> [Records]:
- - -

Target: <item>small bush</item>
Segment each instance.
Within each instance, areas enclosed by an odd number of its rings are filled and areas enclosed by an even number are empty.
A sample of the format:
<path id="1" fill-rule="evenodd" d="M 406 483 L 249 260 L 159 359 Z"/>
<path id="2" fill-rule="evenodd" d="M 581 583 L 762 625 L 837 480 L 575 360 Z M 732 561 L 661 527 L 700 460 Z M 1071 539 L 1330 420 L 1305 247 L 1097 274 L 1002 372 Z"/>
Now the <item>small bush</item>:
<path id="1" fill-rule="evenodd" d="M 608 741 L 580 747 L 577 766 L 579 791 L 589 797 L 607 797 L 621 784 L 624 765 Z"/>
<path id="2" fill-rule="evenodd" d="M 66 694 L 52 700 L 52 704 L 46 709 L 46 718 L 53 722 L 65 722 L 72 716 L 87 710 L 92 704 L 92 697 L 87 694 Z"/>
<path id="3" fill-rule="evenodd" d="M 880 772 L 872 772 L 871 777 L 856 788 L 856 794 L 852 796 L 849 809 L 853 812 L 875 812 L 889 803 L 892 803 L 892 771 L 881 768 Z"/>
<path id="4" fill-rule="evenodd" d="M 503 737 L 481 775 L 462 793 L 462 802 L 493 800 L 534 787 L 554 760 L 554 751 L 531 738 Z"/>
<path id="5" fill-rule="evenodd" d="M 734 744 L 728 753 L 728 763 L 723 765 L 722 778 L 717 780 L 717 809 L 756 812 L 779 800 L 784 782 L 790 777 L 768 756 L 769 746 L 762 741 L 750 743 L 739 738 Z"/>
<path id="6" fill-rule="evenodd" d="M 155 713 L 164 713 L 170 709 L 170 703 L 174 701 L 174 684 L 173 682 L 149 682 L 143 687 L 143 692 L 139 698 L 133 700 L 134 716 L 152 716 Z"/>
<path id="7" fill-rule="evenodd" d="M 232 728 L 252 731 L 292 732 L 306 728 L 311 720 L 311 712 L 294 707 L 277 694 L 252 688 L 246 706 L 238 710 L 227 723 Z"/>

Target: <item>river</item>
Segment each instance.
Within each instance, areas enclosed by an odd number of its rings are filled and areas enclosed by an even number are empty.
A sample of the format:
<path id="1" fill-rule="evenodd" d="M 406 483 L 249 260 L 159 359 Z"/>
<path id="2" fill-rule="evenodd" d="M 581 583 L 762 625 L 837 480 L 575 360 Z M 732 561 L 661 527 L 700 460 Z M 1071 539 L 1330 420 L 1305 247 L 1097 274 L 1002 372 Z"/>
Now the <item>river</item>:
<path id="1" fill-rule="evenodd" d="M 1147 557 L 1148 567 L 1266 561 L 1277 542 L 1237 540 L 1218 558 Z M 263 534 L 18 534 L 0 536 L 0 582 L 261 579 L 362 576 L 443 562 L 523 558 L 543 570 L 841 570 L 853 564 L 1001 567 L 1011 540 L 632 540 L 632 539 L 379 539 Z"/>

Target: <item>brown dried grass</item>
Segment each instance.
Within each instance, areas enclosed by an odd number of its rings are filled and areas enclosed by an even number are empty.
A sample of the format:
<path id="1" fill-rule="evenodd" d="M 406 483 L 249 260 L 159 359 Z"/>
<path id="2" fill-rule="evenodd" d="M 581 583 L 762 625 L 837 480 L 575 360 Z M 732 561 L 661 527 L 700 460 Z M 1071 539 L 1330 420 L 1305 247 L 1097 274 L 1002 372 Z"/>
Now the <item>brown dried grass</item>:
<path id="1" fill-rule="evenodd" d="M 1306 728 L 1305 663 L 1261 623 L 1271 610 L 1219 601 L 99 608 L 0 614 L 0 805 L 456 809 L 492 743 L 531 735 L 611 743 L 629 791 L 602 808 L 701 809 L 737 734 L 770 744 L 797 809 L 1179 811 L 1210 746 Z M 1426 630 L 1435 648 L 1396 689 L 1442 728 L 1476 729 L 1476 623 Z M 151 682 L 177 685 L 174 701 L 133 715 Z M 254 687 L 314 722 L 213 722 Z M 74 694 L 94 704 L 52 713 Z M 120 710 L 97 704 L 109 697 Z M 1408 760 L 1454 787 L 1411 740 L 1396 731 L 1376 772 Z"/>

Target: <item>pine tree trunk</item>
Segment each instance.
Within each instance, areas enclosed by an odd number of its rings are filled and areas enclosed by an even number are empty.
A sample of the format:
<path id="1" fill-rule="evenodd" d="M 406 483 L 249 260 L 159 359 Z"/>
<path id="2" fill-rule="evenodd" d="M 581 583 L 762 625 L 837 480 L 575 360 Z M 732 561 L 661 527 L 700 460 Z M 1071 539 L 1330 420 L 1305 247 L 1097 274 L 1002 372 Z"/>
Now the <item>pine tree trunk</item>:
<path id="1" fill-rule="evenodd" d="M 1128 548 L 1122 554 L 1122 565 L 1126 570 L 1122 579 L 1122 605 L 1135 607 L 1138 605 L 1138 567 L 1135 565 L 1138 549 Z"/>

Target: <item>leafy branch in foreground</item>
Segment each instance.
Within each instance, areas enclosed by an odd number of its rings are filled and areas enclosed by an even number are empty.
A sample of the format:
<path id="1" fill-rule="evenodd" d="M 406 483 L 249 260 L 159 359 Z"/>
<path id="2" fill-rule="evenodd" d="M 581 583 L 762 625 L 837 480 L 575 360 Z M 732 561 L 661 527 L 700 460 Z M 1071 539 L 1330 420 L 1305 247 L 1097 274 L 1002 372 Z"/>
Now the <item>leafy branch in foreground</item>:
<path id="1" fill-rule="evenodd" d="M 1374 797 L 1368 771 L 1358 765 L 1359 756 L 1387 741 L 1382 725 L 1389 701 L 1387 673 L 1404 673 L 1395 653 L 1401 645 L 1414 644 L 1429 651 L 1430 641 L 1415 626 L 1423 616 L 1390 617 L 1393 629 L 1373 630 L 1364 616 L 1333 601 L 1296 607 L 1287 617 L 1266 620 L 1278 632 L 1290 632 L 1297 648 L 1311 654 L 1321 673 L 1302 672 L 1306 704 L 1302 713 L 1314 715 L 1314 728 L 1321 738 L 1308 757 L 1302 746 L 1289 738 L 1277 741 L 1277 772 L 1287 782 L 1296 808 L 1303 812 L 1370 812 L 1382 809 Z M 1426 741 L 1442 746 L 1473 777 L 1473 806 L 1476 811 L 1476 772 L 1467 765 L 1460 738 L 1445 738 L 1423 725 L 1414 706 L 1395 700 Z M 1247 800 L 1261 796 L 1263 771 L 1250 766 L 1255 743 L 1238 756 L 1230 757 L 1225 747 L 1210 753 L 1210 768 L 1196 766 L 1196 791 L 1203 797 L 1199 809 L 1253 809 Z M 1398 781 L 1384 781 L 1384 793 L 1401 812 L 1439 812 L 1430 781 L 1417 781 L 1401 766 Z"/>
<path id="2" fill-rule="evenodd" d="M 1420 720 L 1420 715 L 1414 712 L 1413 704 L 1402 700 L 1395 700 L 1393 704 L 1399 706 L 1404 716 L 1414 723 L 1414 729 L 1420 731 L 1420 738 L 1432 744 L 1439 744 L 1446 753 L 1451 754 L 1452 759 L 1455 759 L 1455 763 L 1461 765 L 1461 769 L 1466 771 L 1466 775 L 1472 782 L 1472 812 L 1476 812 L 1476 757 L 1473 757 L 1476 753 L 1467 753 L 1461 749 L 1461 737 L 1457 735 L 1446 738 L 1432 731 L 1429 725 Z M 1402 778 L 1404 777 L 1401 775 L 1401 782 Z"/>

- - -

> [EXERCISE PROMPT]:
Reproduce the whole listing above, substituting "Outline every instance" for every occurrence of "Segment each instance" and leaving everything else as it stands.

> [TASK RESPONSE]:
Target: <item>small bush</item>
Outline every instance.
Within each instance, areas enclosed by an odd number of its rings are filled and areas enclosed by an even number are empty.
A sample of the format:
<path id="1" fill-rule="evenodd" d="M 406 483 L 249 260 L 159 359 Z"/>
<path id="2" fill-rule="evenodd" d="M 581 583 L 762 625 L 837 480 L 575 360 Z M 732 561 L 661 527 L 700 460 Z M 1071 539 L 1330 420 L 1305 247 L 1097 274 L 1002 372 Z"/>
Now the <item>small bush</item>:
<path id="1" fill-rule="evenodd" d="M 608 741 L 580 747 L 577 766 L 579 791 L 589 797 L 607 797 L 621 784 L 624 765 Z"/>
<path id="2" fill-rule="evenodd" d="M 66 694 L 52 700 L 52 704 L 46 709 L 46 718 L 53 722 L 65 722 L 72 716 L 87 710 L 92 704 L 92 697 L 87 694 Z"/>
<path id="3" fill-rule="evenodd" d="M 880 772 L 872 772 L 871 777 L 856 788 L 856 794 L 852 796 L 849 809 L 853 812 L 875 812 L 889 803 L 892 803 L 892 771 L 881 768 Z"/>
<path id="4" fill-rule="evenodd" d="M 503 737 L 481 775 L 462 793 L 462 802 L 493 800 L 534 787 L 554 760 L 554 751 L 531 738 Z"/>
<path id="5" fill-rule="evenodd" d="M 734 744 L 728 753 L 728 763 L 723 765 L 722 778 L 717 780 L 717 809 L 756 812 L 779 800 L 784 782 L 790 777 L 768 756 L 769 746 L 762 741 L 750 743 L 739 738 Z"/>
<path id="6" fill-rule="evenodd" d="M 155 713 L 164 713 L 170 709 L 170 703 L 174 701 L 174 684 L 173 682 L 149 682 L 143 687 L 143 692 L 139 698 L 133 700 L 134 716 L 152 716 Z"/>
<path id="7" fill-rule="evenodd" d="M 232 728 L 252 731 L 292 732 L 306 728 L 311 720 L 311 712 L 294 707 L 277 694 L 252 688 L 246 706 L 238 710 L 227 723 Z"/>

Target: <item>river</item>
Outline every instance.
Within each instance, areas enclosed by an odd number of its rings are filled and areas enclosed by an even number are empty.
A sample of the format:
<path id="1" fill-rule="evenodd" d="M 406 483 L 249 260 L 159 359 Z"/>
<path id="2" fill-rule="evenodd" d="M 581 583 L 762 625 L 837 480 L 575 360 Z M 732 561 L 661 527 L 700 460 Z M 1071 539 L 1330 420 L 1305 247 L 1097 274 L 1002 372 Z"/>
Now the <item>river</item>:
<path id="1" fill-rule="evenodd" d="M 1147 557 L 1148 567 L 1266 561 L 1277 542 L 1237 540 L 1218 558 Z M 263 534 L 18 534 L 0 536 L 0 582 L 261 579 L 362 576 L 443 562 L 523 558 L 543 570 L 841 570 L 853 564 L 1001 567 L 1011 540 L 632 540 L 632 539 L 379 539 Z"/>

Target: <item>brown dried grass</item>
Outline every instance.
Within each instance, areas enclosed by an odd number of its rings are filled and areas enclosed by an even number are empty.
A sample of the format:
<path id="1" fill-rule="evenodd" d="M 406 483 L 249 260 L 159 359 Z"/>
<path id="2" fill-rule="evenodd" d="M 581 583 L 762 625 L 837 480 L 575 360 Z M 732 561 L 661 527 L 700 460 Z M 1071 539 L 1330 420 L 1305 247 L 1097 274 L 1002 372 Z"/>
Now the <item>brown dried grass</item>:
<path id="1" fill-rule="evenodd" d="M 1306 728 L 1305 663 L 1261 623 L 1271 610 L 1219 601 L 99 608 L 0 614 L 0 805 L 456 809 L 492 743 L 531 735 L 611 743 L 629 791 L 602 808 L 701 809 L 737 734 L 770 744 L 797 809 L 1179 811 L 1210 746 Z M 1426 630 L 1435 648 L 1396 689 L 1442 728 L 1476 729 L 1476 623 Z M 151 682 L 177 685 L 174 701 L 133 715 Z M 254 687 L 314 722 L 213 722 Z M 74 694 L 94 704 L 52 713 Z M 120 710 L 97 704 L 109 697 Z M 1408 760 L 1454 787 L 1411 740 L 1396 731 L 1376 772 Z"/>

Target: <item>pine tree trunk</item>
Outline every instance.
Within each instance, areas enclosed by an odd number of its rings are filled and areas enclosed by an even number are empty.
A sample of the format:
<path id="1" fill-rule="evenodd" d="M 406 483 L 249 260 L 159 359 Z"/>
<path id="2" fill-rule="evenodd" d="M 581 583 L 762 625 L 837 480 L 575 360 Z M 732 561 L 661 527 L 700 460 Z M 1071 539 L 1330 420 L 1305 247 L 1097 274 L 1002 372 Z"/>
Now the <item>pine tree trunk</item>:
<path id="1" fill-rule="evenodd" d="M 1128 548 L 1122 554 L 1122 565 L 1126 570 L 1122 579 L 1122 605 L 1135 607 L 1138 605 L 1138 567 L 1135 565 L 1138 549 Z"/>

Target: <item>leafy branch in foreground</item>
Outline every instance.
Within each instance, areas enclosed by an odd number of its rings are filled and areas enclosed by an even number are empty.
A sample of the format:
<path id="1" fill-rule="evenodd" d="M 406 483 L 249 260 L 159 359 Z"/>
<path id="2" fill-rule="evenodd" d="M 581 583 L 762 625 L 837 480 L 575 360 Z M 732 561 L 661 527 L 700 460 Z M 1071 539 L 1330 420 L 1305 247 L 1097 274 L 1002 372 Z"/>
Now the <item>leafy branch in foreground</item>:
<path id="1" fill-rule="evenodd" d="M 1374 797 L 1368 771 L 1358 765 L 1359 756 L 1387 741 L 1382 725 L 1389 701 L 1387 673 L 1404 673 L 1395 653 L 1401 645 L 1414 644 L 1429 651 L 1430 641 L 1415 626 L 1423 616 L 1390 617 L 1393 629 L 1373 630 L 1364 616 L 1333 601 L 1296 607 L 1287 617 L 1266 620 L 1278 632 L 1290 632 L 1297 648 L 1311 654 L 1321 673 L 1302 672 L 1306 704 L 1302 713 L 1314 715 L 1314 728 L 1321 738 L 1308 757 L 1302 746 L 1289 738 L 1277 741 L 1277 772 L 1287 782 L 1296 808 L 1303 812 L 1370 812 L 1382 809 Z M 1426 741 L 1442 746 L 1473 777 L 1473 806 L 1476 811 L 1476 772 L 1467 765 L 1460 738 L 1445 738 L 1423 725 L 1414 706 L 1395 700 Z M 1247 800 L 1261 796 L 1263 771 L 1250 766 L 1255 743 L 1238 756 L 1230 757 L 1225 747 L 1210 753 L 1210 768 L 1196 766 L 1196 791 L 1203 797 L 1199 809 L 1253 809 Z M 1398 781 L 1384 781 L 1384 793 L 1401 812 L 1439 812 L 1430 781 L 1417 781 L 1401 766 Z"/>
<path id="2" fill-rule="evenodd" d="M 1420 720 L 1420 715 L 1414 712 L 1413 704 L 1402 700 L 1395 700 L 1393 704 L 1399 706 L 1404 716 L 1414 723 L 1414 729 L 1420 731 L 1420 738 L 1432 744 L 1439 744 L 1446 753 L 1451 754 L 1452 759 L 1455 759 L 1455 763 L 1461 765 L 1461 769 L 1466 771 L 1466 775 L 1472 782 L 1472 812 L 1476 812 L 1476 757 L 1473 757 L 1476 753 L 1467 753 L 1461 749 L 1461 737 L 1457 735 L 1446 738 L 1432 731 L 1429 725 Z M 1402 778 L 1404 777 L 1401 775 L 1401 782 Z"/>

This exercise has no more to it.